Prompt 1:
Rewrite the listing below so that "black trousers" becomes "blue jeans", and leave every other part of it unchanged.

Document passage:

▬▬▬

33 rpm (Beta Band)

33 rebellions per minute


"Too paranoid to go the store, much less to Egypt to see my favorite pyramids"




1999

Beta Band, S/T

Beta Band, a Scottish band benefitting from good indie hype, released two U.S albums in 1999. The first, a collection onto one disc of three British EP's, was helpfully called THE THREE EP'S. I bought it, listened to it three times, and took to describing it, with a resigned shrug, as "too damn weird for me" (which got me some amusingly stunned responses). It was loony in a very polite, burbling way, so I did pack it to take west that summer and see if further listens would make me warm to it. But it just suffered the fate of all the CD's I took west that summer: Greyhound checked the bag and placed it on the wrong bus, Bus 57 over the Bermuda Triangle. That should have been that. Then John Cusack intervened. It's like this....

▬▬▬

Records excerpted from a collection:
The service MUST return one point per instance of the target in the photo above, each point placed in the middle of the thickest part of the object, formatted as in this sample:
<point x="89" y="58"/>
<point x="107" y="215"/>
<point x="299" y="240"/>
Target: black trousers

▬▬▬

Prompt 2:
Extend the review of the Beta Band albums past the point where it currently ends.

Written response 1:
The service MUST return one point per instance of the target in the photo above, each point placed in the middle of the thickest part of the object, formatted as in this sample:
<point x="89" y="58"/>
<point x="107" y="215"/>
<point x="299" y="240"/>
Target: blue jeans

Written response 2:
As thrilled as I'll be if my column's modest readership ever serves as the embryo of some obscure musical genius's ascent to the big time, the fact is that I do not have the gift of spotting trends in advance. I buy basically unknown albums, and years later, they're still basically unknown. I own lots of bestsellers, but I bought them _because_ they were best-sellers. I liked the songs I knew from them, or the friends who gave me directions to the nearest bandwagon stop. It is true that I bought the Cherry Poppin' Daddies' FEROCIOUSLY STONED -- a really quite interesting melange of swing, hot jazz, Oingo Boingo, and Motown -- one year before their genre exercise ZOOT SUIT RIOT helped kick off the swing revival. It is true that I bought Alanis's JAGGED LITTLE PILL and Jewel's PIECES OF YOU some months before they took off. And I'm glad, but: this wins fewer hipness points than you'd think.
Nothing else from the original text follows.